TASK DIRECTIONS: The entries must be set down again word for word; no pictures belong in the copy.

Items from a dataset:
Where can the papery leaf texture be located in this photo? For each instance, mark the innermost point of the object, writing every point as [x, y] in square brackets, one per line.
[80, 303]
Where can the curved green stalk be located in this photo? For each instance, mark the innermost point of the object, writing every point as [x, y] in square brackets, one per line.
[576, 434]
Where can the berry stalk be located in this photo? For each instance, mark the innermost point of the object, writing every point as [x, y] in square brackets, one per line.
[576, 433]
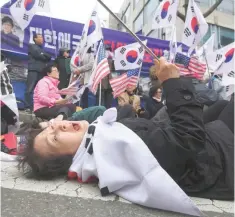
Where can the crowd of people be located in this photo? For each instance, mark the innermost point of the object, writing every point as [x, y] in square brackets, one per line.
[190, 133]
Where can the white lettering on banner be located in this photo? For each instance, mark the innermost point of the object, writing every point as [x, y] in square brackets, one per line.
[50, 38]
[64, 40]
[75, 43]
[32, 31]
[41, 3]
[18, 4]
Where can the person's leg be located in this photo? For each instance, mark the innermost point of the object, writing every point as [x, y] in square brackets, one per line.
[227, 115]
[84, 98]
[213, 112]
[32, 79]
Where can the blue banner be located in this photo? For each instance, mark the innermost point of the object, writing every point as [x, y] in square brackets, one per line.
[60, 33]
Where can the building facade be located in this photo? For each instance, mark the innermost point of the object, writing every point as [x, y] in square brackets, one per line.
[138, 14]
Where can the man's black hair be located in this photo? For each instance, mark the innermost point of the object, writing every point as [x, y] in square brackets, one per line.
[37, 166]
[48, 68]
[7, 20]
[154, 89]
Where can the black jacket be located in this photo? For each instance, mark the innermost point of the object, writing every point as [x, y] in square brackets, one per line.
[152, 106]
[198, 157]
[37, 58]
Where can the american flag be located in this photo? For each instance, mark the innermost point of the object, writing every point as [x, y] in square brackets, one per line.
[120, 83]
[101, 69]
[190, 66]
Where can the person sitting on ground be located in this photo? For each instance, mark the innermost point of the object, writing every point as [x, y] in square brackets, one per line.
[199, 157]
[47, 102]
[7, 37]
[154, 101]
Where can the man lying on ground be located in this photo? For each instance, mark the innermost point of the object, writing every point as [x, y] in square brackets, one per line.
[200, 158]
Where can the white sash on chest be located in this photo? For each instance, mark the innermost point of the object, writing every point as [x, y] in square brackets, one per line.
[125, 166]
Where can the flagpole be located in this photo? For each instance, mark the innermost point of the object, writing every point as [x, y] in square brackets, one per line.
[133, 34]
[52, 34]
[204, 54]
[100, 94]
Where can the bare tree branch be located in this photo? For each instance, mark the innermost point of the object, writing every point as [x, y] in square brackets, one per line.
[206, 14]
[212, 8]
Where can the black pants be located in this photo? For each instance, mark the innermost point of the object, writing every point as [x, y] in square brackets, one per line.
[106, 98]
[221, 110]
[32, 80]
[49, 113]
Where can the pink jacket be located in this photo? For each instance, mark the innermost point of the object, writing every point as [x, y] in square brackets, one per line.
[46, 93]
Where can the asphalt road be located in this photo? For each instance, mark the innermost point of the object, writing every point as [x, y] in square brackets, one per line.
[18, 203]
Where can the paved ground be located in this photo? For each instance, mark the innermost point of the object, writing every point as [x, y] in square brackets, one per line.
[29, 198]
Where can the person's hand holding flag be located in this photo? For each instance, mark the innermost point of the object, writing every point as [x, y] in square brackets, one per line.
[165, 70]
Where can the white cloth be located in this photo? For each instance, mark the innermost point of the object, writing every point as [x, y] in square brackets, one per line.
[125, 166]
[129, 57]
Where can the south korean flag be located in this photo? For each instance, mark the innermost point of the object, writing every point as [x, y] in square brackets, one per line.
[217, 58]
[195, 26]
[23, 11]
[129, 57]
[165, 14]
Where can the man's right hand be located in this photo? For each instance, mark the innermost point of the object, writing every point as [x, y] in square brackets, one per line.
[61, 101]
[165, 70]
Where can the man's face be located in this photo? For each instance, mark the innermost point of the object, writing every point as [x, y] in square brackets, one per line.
[61, 138]
[66, 54]
[7, 28]
[54, 73]
[130, 89]
[39, 40]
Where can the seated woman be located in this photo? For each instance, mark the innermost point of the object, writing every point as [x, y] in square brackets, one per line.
[154, 101]
[47, 102]
[133, 110]
[199, 157]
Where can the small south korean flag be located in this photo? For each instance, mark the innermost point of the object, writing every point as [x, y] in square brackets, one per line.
[23, 11]
[129, 57]
[165, 14]
[195, 26]
[216, 58]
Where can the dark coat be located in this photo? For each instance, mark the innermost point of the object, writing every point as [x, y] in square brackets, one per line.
[63, 65]
[37, 58]
[152, 106]
[10, 40]
[200, 158]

RESULT:
Where can the papery leaf texture be located in this photo? For each instance, mark the innermost point of the object, writing every point as [x, y] in square brackets, one per line.
[80, 303]
Where can the curved green stalk be located in this photo? For each instance, mark the innermost point of the object, writing every point as [x, y] in square brackets, one per line.
[576, 434]
Where can the berry stalk be located in this photo? For each instance, mark the innermost point of the object, writing every point as [x, y] in square brackets, one per line.
[576, 433]
Where can the crowd of people be located in this photo? For each instance, mark the innermost point of the object, writing every point as [x, y] in square brackets, one per line.
[190, 133]
Where can the white lettering on banner be located in this photo? For each instance, mark the innermost point of the object, writing every point as [x, y] in square brackets, one per line.
[50, 38]
[64, 40]
[75, 43]
[32, 31]
[41, 3]
[18, 4]
Where can the person's leg be located in this photo? For each instance, mark the innermost point of the object, writing every point as [x, y] in square brackets, one per line.
[227, 115]
[84, 98]
[213, 112]
[32, 79]
Where can the blue banner be located in this photo? For each instance, mark the innermost point of the object, writing every point as [x, y] in square brackets, one per line.
[60, 33]
Where can the building facade be located in this photo? For each instance, mark the innermost point of the object, writing every point as [x, y] in square brackets, one per line.
[138, 14]
Where can the man's black hair be located in this photo? For each instance, mark the innermost point of the object, writing every point as [x, y] in square brackets, one per line.
[37, 166]
[48, 68]
[7, 20]
[154, 89]
Where can the black jacket be located in this photo? For each instance, mark the innermost point of the object, writing every point as [x, y] in square brackets, one per line.
[152, 106]
[198, 157]
[37, 58]
Where can the american flag be located in this photo? For each instance, mark the innermost point of the object, writing every point as [x, y] in square brackets, one per line.
[120, 83]
[101, 69]
[190, 66]
Where can the person sitting on ground be located in this photo? For each instance, mark the innermost point of the object, writing every point as [x, y] in square brackets, one per line.
[199, 157]
[47, 102]
[7, 37]
[154, 101]
Where can the man lying on ground be located in this photo? For each instance, mark the innermost point of the object, writing every point as [x, y] in square brackets, one per line.
[200, 158]
Where can the white sash on chest be located in this photo? For each instance, mark the innermost point of the object, writing every point as [x, y] in square brackets, one per line.
[125, 166]
Where can the flagpole be located in this photo? For each instance, mark the innermost point of the object, writing every point as [x, y] in square brackets, one per line.
[133, 34]
[52, 34]
[204, 54]
[100, 94]
Where can the bare tree branch be located in this photo? For each instance, mark the innermost point of the object, writing every point as [x, y] in square brackets, one per line.
[206, 14]
[212, 8]
Where can the black pants be located in this photo? For each instance, mark the innermost point of the object, writing every point as [x, y] in square brackets, one per line.
[106, 98]
[221, 110]
[32, 80]
[49, 113]
Where can the pink jacket be located in this photo? For each instance, mark the innermost point of the object, writing every point as [x, y] in square brackets, one per line.
[46, 93]
Where can the asphalt road be located in this photo? For each instance, mark the innermost point of the object, writing every point as [x, y] in square brackets, one per line.
[18, 203]
Where can the paved ground be located in this photo? For each instance, mark the innermost point of the object, writing every point as [x, y] in square brackets, one per line.
[29, 198]
Where can the person's hand holding flag be located in this photo? For each instance, mark the innermost point of the object, writing every point as [x, y] in square brackets, one per line.
[165, 70]
Where can the white cloth be located in this photo? For each instance, mark the innermost point of the object, writing every point as [x, y] in square brackets, one per line.
[125, 166]
[129, 57]
Where can the south korean flag be located in this photo? For each instance, mark the innermost point of the object, writing every point as [x, y] in square brackets, one per line.
[217, 58]
[195, 26]
[23, 11]
[129, 57]
[165, 14]
Where can the man's right hand be located in this photo? For each instance, mark the innermost point of the object, writing every point as [x, y] in square brackets, one per line.
[61, 101]
[165, 70]
Where can the man's face be located in this photo? For each instance, mark the innermost point of the object, writing every point as [x, y] in square brackets, one per line.
[61, 138]
[66, 54]
[7, 28]
[54, 73]
[130, 89]
[39, 40]
Where can the seated woman be located in this photo? For each instance, mark the innermost point of the object, writing every point as [x, y] in square brackets, one per line.
[154, 101]
[47, 102]
[133, 110]
[199, 157]
Where can the small south korean flag be located in this photo? For each instance, mark the innermost point of the object, writing every point as [x, y] in square brackets, one per line.
[23, 11]
[129, 57]
[165, 14]
[195, 26]
[216, 58]
Where can the dark coat be located in this photo? For each instance, mark the innermost point of the object, writing every point as [x, y] in square brackets, one per line.
[63, 65]
[37, 58]
[152, 106]
[10, 40]
[200, 158]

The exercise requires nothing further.